##### STORED RECORDS #####

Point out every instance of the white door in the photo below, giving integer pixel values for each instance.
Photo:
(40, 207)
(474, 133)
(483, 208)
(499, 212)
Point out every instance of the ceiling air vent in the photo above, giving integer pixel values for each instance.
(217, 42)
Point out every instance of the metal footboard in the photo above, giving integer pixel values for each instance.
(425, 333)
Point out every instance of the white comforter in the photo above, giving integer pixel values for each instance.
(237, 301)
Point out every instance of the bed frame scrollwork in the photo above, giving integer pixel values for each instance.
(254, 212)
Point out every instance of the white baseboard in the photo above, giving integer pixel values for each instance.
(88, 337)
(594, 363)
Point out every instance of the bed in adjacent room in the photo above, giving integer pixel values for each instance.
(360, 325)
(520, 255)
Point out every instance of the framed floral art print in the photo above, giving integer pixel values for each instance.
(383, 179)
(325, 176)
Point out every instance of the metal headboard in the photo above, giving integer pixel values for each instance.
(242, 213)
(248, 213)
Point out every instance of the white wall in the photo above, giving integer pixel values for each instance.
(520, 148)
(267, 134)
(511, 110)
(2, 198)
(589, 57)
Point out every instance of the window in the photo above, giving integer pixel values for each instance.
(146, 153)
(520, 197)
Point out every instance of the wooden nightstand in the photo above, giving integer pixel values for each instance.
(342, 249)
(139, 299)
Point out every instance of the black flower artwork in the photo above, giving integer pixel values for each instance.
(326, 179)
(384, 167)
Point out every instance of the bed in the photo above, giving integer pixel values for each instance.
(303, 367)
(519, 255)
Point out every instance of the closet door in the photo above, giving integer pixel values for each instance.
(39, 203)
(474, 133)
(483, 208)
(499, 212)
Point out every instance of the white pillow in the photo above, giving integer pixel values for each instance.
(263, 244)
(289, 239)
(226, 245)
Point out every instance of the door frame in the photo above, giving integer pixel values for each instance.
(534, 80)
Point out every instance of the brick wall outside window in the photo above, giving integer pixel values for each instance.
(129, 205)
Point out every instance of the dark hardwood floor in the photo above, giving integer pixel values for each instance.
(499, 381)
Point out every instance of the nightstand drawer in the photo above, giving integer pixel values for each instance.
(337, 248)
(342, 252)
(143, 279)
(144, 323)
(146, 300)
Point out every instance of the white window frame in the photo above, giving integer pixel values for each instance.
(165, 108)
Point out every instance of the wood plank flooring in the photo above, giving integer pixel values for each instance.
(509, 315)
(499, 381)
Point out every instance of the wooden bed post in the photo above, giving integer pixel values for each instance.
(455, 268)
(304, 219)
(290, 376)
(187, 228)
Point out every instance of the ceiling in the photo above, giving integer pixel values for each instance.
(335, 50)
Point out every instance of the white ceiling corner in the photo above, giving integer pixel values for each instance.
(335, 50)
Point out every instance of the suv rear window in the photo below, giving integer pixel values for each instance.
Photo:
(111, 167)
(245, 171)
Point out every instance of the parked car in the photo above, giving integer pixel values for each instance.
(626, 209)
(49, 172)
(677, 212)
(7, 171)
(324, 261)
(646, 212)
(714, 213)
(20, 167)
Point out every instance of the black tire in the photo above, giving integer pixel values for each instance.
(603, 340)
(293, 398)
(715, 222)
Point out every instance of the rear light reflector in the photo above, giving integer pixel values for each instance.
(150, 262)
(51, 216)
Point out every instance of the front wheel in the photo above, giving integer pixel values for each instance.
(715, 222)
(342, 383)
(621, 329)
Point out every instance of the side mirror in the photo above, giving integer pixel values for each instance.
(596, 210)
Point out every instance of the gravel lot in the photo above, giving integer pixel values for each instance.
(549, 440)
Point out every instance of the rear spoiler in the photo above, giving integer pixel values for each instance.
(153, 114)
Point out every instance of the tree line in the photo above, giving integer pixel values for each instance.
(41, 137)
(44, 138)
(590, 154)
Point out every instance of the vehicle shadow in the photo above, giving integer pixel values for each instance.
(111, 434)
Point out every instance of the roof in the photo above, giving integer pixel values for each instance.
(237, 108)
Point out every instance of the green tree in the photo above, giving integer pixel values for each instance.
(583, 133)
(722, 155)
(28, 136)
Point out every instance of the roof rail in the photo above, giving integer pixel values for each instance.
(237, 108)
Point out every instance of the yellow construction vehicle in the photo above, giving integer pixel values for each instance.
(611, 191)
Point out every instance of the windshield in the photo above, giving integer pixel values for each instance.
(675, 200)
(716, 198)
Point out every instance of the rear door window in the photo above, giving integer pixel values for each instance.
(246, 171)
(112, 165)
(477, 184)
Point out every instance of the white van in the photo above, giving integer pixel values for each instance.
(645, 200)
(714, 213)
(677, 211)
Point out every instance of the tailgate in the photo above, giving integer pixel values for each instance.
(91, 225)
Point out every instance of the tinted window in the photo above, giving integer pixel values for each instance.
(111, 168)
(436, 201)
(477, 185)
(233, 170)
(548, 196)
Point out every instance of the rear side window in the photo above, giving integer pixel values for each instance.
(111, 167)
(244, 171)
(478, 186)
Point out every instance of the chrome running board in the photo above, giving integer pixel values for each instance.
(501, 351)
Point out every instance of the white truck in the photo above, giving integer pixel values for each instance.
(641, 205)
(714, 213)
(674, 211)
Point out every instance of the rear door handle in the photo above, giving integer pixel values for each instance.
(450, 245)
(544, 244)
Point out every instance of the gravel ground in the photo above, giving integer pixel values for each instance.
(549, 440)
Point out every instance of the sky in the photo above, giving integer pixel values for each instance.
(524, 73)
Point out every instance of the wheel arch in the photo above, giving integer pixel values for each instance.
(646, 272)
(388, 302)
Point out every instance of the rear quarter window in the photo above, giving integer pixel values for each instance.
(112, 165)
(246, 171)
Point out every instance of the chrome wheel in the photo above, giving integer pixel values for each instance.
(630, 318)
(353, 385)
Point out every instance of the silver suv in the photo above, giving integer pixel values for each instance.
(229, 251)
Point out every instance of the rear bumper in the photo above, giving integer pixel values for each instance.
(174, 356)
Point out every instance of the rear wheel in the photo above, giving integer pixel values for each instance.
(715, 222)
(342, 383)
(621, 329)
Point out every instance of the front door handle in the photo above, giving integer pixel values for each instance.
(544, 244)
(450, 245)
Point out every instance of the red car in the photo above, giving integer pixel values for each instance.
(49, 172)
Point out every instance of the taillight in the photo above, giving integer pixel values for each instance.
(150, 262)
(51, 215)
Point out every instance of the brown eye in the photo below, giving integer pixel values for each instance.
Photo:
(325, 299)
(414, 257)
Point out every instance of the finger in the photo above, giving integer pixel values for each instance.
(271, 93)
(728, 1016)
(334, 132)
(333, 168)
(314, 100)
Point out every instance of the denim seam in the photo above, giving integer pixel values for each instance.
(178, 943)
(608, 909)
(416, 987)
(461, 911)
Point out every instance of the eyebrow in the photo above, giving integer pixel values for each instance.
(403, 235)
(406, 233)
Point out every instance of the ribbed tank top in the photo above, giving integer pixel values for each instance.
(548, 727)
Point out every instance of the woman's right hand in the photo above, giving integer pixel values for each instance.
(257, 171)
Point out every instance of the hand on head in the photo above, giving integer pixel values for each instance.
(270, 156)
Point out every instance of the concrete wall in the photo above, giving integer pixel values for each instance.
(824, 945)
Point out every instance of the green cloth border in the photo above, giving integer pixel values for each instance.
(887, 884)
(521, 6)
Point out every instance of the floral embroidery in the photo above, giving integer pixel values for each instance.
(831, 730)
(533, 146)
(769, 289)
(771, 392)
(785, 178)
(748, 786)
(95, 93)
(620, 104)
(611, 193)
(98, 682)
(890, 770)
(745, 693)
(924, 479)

#####

- **YOUR OBJECTIVE**: Format all of the data above as a Markdown table with the columns Row and Data line. Number each line in order, and skip any blank lines.

- **COMPLETE RESPONSE**:
| Row | Data line |
|---|---|
| 1 | Point out every instance of the white door in the photo below, giving integer pixel values for each instance. |
| 2 | Photo: |
| 3 | (40, 207) |
| 4 | (474, 133) |
| 5 | (483, 208) |
| 6 | (499, 212) |
| 7 | Point out every instance of the ceiling air vent in the photo above, giving integer pixel values for each instance. |
| 8 | (217, 42) |
| 9 | Point out every instance of the metal footboard in the photo above, giving integer pixel values for each instance. |
| 10 | (425, 333) |
| 11 | Point out every instance of the white comforter in the photo above, giving integer pixel values for each instance. |
| 12 | (237, 301) |
| 13 | Point out every instance of the bed frame scrollwork in the photo above, giving integer pixel values for each instance. |
| 14 | (254, 212) |
| 15 | Point out every instance of the white baseboard in the photo above, giving integer pixel values for each instance. |
| 16 | (88, 337) |
| 17 | (594, 363) |
| 18 | Point out every instance of the bed in adjacent room in the photo above, giving integer pixel values for each instance. |
| 19 | (360, 325) |
| 20 | (520, 255) |
| 21 | Point out every instance of the framed floral art print in the photo above, giving integer pixel values for each instance. |
| 22 | (383, 179) |
| 23 | (325, 176) |
| 24 | Point out every instance of the metal headboard in the photo above, giving integer pixel values for each instance. |
| 25 | (242, 213) |
| 26 | (248, 213) |
| 27 | Point out every instance of the white wall in the photo above, giving integer pixel values for each instance. |
| 28 | (520, 148) |
| 29 | (267, 134) |
| 30 | (511, 110) |
| 31 | (2, 198) |
| 32 | (589, 57) |
| 33 | Point out every instance of the window in the photo above, giving integer pixel values for each instance. |
| 34 | (146, 153) |
| 35 | (520, 197) |
| 36 | Point out every instance of the wooden nightstand in the photo above, giving integer pixel values for each instance. |
| 37 | (342, 249) |
| 38 | (139, 299) |
| 39 | Point out every instance of the black flower artwork in the photo above, giving integer pixel values for each instance. |
| 40 | (326, 179) |
| 41 | (384, 167) |
| 42 | Point out every instance of the bed in the photo above, giving integer pixel values for each instance. |
| 43 | (303, 367) |
| 44 | (519, 255) |
| 45 | Point out every instance of the closet door in the photo above, giving integer pixel values for each instance. |
| 46 | (39, 203) |
| 47 | (474, 133) |
| 48 | (483, 208) |
| 49 | (499, 212) |
| 50 | Point out every instance of the white pillow in the photo above, giving integer pixel values for each instance. |
| 51 | (263, 244) |
| 52 | (289, 239) |
| 53 | (226, 245) |
| 54 | Point out every instance of the door frame in the photo above, giving integer pixel values for each instance. |
| 55 | (534, 80) |
| 56 | Point out every instance of the brick wall outside window in the photo above, giving integer pixel values for each instance. |
| 57 | (129, 205) |
| 58 | Point out every instance of the dark hardwood floor in the photo above, giving integer pixel values for each instance. |
| 59 | (499, 381) |
| 60 | Point out every instance of the nightstand drawer in the photo above, giving integer pixel values for each instance. |
| 61 | (337, 248) |
| 62 | (342, 252) |
| 63 | (143, 279) |
| 64 | (144, 323) |
| 65 | (146, 300) |
| 66 | Point out every instance of the white window frame in the photo above, giving integer pixel values for each instance. |
| 67 | (165, 108) |
| 68 | Point out every instance of the wood plank flooring in the photo above, giving integer pixel values for each instance. |
| 69 | (509, 315) |
| 70 | (499, 381) |
| 71 | Point out every instance of the wooden bed post in the photo above, giving integer pixel values for each instance. |
| 72 | (455, 268) |
| 73 | (304, 219) |
| 74 | (290, 376) |
| 75 | (187, 228) |
| 76 | Point out every instance of the ceiling in the photo above, giving integer pixel values for each instance. |
| 77 | (335, 50) |
| 78 | Point out every instance of the white ceiling corner in the photo above, giving integer pixel values for each instance. |
| 79 | (335, 50) |
| 80 | Point out every instance of the suv rear window in the photo below, giving integer pixel values for each instance. |
| 81 | Photo: |
| 82 | (111, 167) |
| 83 | (245, 171) |
| 84 | Point out every instance of the parked car in the photo above, giving integer pixel values for each instance. |
| 85 | (626, 209) |
| 86 | (49, 172) |
| 87 | (677, 212) |
| 88 | (7, 171) |
| 89 | (324, 261) |
| 90 | (646, 212) |
| 91 | (714, 213) |
| 92 | (20, 167) |
| 93 | Point out every instance of the black tire in the photo above, giving integer pixel values for each instance. |
| 94 | (603, 340) |
| 95 | (293, 398) |
| 96 | (715, 222) |
| 97 | Point out every instance of the rear light reflector in the photo above, giving integer pixel values for each instance. |
| 98 | (150, 262) |
| 99 | (51, 216) |
| 100 | Point out every instance of the front wheel in the photo above, giving integer pixel values for each instance. |
| 101 | (715, 222) |
| 102 | (342, 383) |
| 103 | (621, 329) |
| 104 | Point out every instance of the side mirror in the photo above, giving integer pixel values for each instance. |
| 105 | (596, 210) |
| 106 | Point out every instance of the gravel lot in the photo above, giving integer pixel values for each instance. |
| 107 | (549, 440) |
| 108 | Point out every instance of the rear spoiler in the photo above, giving integer pixel values for each instance. |
| 109 | (153, 114) |
| 110 | Point out every instance of the tree line in the photo above, giving integer pixel values for each instance. |
| 111 | (41, 137) |
| 112 | (44, 138) |
| 113 | (590, 154) |
| 114 | Point out every instance of the vehicle shadow in the photo above, giving integer pixel values for each instance. |
| 115 | (111, 434) |
| 116 | Point out every instance of the roof in the photo above, giving integer pixel values for each instance. |
| 117 | (237, 108) |
| 118 | Point out every instance of the green tree in the photo above, giving integer pixel values for each instance. |
| 119 | (583, 133) |
| 120 | (722, 155) |
| 121 | (28, 136) |
| 122 | Point out every instance of the roof rail in the photo above, giving integer pixel values for each instance. |
| 123 | (237, 108) |
| 124 | Point out every instance of the yellow construction vehicle in the photo above, giving integer pixel values for each instance. |
| 125 | (611, 191) |
| 126 | Point out every instance of the windshield in the photo above, giving integer pixel values for each instance. |
| 127 | (675, 200) |
| 128 | (716, 198) |
| 129 | Point out every instance of the rear door window in the photo above, giving integer pixel values for each instance. |
| 130 | (246, 171) |
| 131 | (112, 165) |
| 132 | (477, 184) |
| 133 | Point out every instance of the white van in the photo above, giving integer pixel values for each instance. |
| 134 | (645, 200) |
| 135 | (714, 213) |
| 136 | (677, 211) |
| 137 | Point out every instance of the tailgate in the photo above, giving integer pixel values for each instance. |
| 138 | (91, 225) |
| 139 | Point out every instance of the tinted window in the photo above, giving integer pixel values for each instance. |
| 140 | (111, 168) |
| 141 | (436, 201) |
| 142 | (477, 185) |
| 143 | (233, 170) |
| 144 | (548, 196) |
| 145 | Point out every instance of the rear side window in the photo above, giving integer pixel values for each instance. |
| 146 | (111, 167) |
| 147 | (244, 171) |
| 148 | (478, 186) |
| 149 | Point out every instance of the chrome running board in the photo above, giving integer pixel values for each instance. |
| 150 | (501, 351) |
| 151 | Point out every instance of the white truck in the photo above, giving integer pixel values for each instance. |
| 152 | (641, 205) |
| 153 | (714, 213) |
| 154 | (674, 211) |
| 155 | Point out every instance of the rear door handle in the photo above, giving integer pixel values for each instance. |
| 156 | (450, 245) |
| 157 | (544, 244) |
| 158 | Point out every instance of the gravel ground in the photo above, giving integer pixel values for each instance. |
| 159 | (549, 440) |
| 160 | Point out every instance of the sky in the photo above, giving integer pixel values for each instance. |
| 161 | (524, 73) |
| 162 | Point out every instance of the wheel arch in the photo above, giving integer pixel values for each instance. |
| 163 | (646, 272) |
| 164 | (388, 302) |
| 165 | Point out every instance of the rear quarter window in the photo above, giving integer pixel values for each instance. |
| 166 | (112, 165) |
| 167 | (246, 171) |
| 168 | Point out every instance of the chrome wheel in the photo above, giving integer pixel values for each instance. |
| 169 | (630, 318) |
| 170 | (353, 385) |
| 171 | Point out every instance of the silver suv in the photo above, giving integer pixel values for each instance. |
| 172 | (229, 251) |
| 173 | Point out every instance of the rear bumper in the photo above, giving integer pixel values for each instance. |
| 174 | (174, 356) |
| 175 | Point out every instance of the rear wheel in the photo above, giving integer pixel values for each instance. |
| 176 | (715, 222) |
| 177 | (342, 383) |
| 178 | (621, 329) |
| 179 | Point out every instance of the front door handle in the photo above, giving integer pixel values for each instance. |
| 180 | (544, 244) |
| 181 | (450, 245) |
| 182 | Point out every instance of the red car in the photo above, giving integer pixel values for each instance. |
| 183 | (49, 172) |
| 184 | Point out every instance of the taillight in the photo above, giving integer pixel values for each instance. |
| 185 | (150, 262) |
| 186 | (51, 215) |
| 187 | Point out every instance of the brown eye in the photo below, giving integer pixel values for each instance. |
| 188 | Photo: |
| 189 | (325, 299) |
| 190 | (414, 257) |
| 191 | Point out every instance of the finger in the photo above, giving integer pixel values for each instance. |
| 192 | (271, 93) |
| 193 | (728, 1016) |
| 194 | (334, 132) |
| 195 | (333, 168) |
| 196 | (314, 100) |
| 197 | Point out every instance of the denim seam in the photo above, giving integer pixel values for each instance. |
| 198 | (178, 943) |
| 199 | (608, 909) |
| 200 | (416, 987) |
| 201 | (461, 911) |
| 202 | Point out every instance of the eyebrow in the photo above, giving integer pixel values for each instance. |
| 203 | (403, 235) |
| 204 | (406, 233) |
| 205 | Point out every instance of the ribbed tank top in the photo above, giving integer pixel values for each instance. |
| 206 | (548, 727) |
| 207 | Point out every instance of the woman's right hand in the photo above, giving integer pixel values for each instance. |
| 208 | (257, 171) |
| 209 | Point out every instance of the hand on head in the photo above, giving integer pixel values for each instance. |
| 210 | (270, 156) |
| 211 | Point out every instance of the concrete wall in the photo above, giving integer pixel values for each instance. |
| 212 | (824, 945) |
| 213 | Point out every instance of the green cloth border in the photo above, giving integer pixel values for each instance. |
| 214 | (887, 884) |
| 215 | (521, 6) |
| 216 | Point out every instance of the floral embroidery in the photo above, giving integer pixel values for each instance. |
| 217 | (831, 730) |
| 218 | (533, 146) |
| 219 | (769, 289) |
| 220 | (771, 392) |
| 221 | (785, 178) |
| 222 | (748, 786) |
| 223 | (95, 93) |
| 224 | (620, 104) |
| 225 | (611, 193) |
| 226 | (98, 682) |
| 227 | (890, 770) |
| 228 | (745, 693) |
| 229 | (924, 479) |